### Problem to work on
Skip all pictures, then print the remaining material exactly.
_ _ _
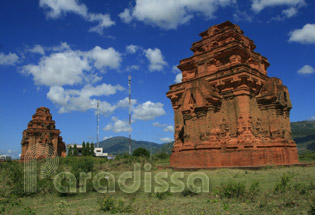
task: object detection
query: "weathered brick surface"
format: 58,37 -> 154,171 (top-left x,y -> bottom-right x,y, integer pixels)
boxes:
21,107 -> 66,161
167,21 -> 298,168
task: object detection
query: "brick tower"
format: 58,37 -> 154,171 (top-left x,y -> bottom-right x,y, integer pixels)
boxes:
21,107 -> 66,161
167,21 -> 298,168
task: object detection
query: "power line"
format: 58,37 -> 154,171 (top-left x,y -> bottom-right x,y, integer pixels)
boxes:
96,101 -> 100,148
128,75 -> 131,155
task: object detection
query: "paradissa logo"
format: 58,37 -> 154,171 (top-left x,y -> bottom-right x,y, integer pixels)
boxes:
54,163 -> 209,193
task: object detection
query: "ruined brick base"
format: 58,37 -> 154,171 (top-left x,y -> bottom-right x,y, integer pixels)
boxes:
170,146 -> 299,169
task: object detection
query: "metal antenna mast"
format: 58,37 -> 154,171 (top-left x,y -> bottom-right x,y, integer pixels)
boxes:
128,75 -> 131,155
96,101 -> 100,148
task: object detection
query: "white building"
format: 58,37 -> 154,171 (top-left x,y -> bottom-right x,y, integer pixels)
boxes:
0,155 -> 12,161
94,148 -> 108,157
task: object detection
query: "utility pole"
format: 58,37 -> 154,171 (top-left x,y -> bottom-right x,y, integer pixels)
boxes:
128,75 -> 131,155
96,100 -> 100,148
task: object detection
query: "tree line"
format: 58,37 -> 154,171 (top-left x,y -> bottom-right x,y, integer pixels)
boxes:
68,141 -> 95,156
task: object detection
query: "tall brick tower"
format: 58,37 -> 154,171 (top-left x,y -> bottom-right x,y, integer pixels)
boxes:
167,21 -> 298,168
_ _ _
### Answer for this exercise
task: object detection
query: "weathered brick surface"
format: 58,37 -> 154,171 (top-left x,y -> bottom-right x,y, integer pixels)
boxes:
21,107 -> 66,161
167,21 -> 298,168
task: object detection
query: "brick tower"
format: 58,37 -> 154,171 (top-left x,y -> bottom-right x,y, integer pixels)
boxes:
21,107 -> 66,161
167,21 -> 298,168
task: object detection
query: "power line"
format: 58,37 -> 154,171 (top-left x,y -> bottom-right x,y, integer pixels)
boxes:
96,101 -> 100,148
128,75 -> 131,155
task: object detection
query: "paradissa logo"
format: 58,37 -> 154,171 (top-left x,y -> bottom-right x,y, integer pixels)
boxes:
54,163 -> 209,193
task: object detection
query: "ruined brick base"
format: 58,37 -> 154,171 (top-left x,y -> bottom-right x,y, integer pixels)
boxes:
170,146 -> 299,169
task: object detection
query: "metal antenna mast"
format: 58,37 -> 154,171 (top-left x,y -> bottom-right x,y, integer pixels)
boxes:
128,75 -> 131,155
96,101 -> 100,148
task: object detection
query: "white building"
format: 58,37 -> 154,171 (top-left x,y -> bottom-right x,y, integer pixels)
boxes:
0,155 -> 12,161
94,148 -> 108,157
task: object detection
query: "utility pole"
format: 58,37 -> 154,171 (top-left x,y -> bottom-right x,y, integer pixels)
boxes:
128,75 -> 131,155
96,100 -> 100,148
task: object detection
query: "tree line"
format: 58,37 -> 154,171 (top-left x,y -> bottom-right x,y, integer pixels)
boxes:
68,141 -> 95,156
task: object detection
query: "tall brick tower"
format: 58,37 -> 154,171 (top-left x,y -> bottom-right x,y, integer pixels)
boxes:
167,21 -> 298,168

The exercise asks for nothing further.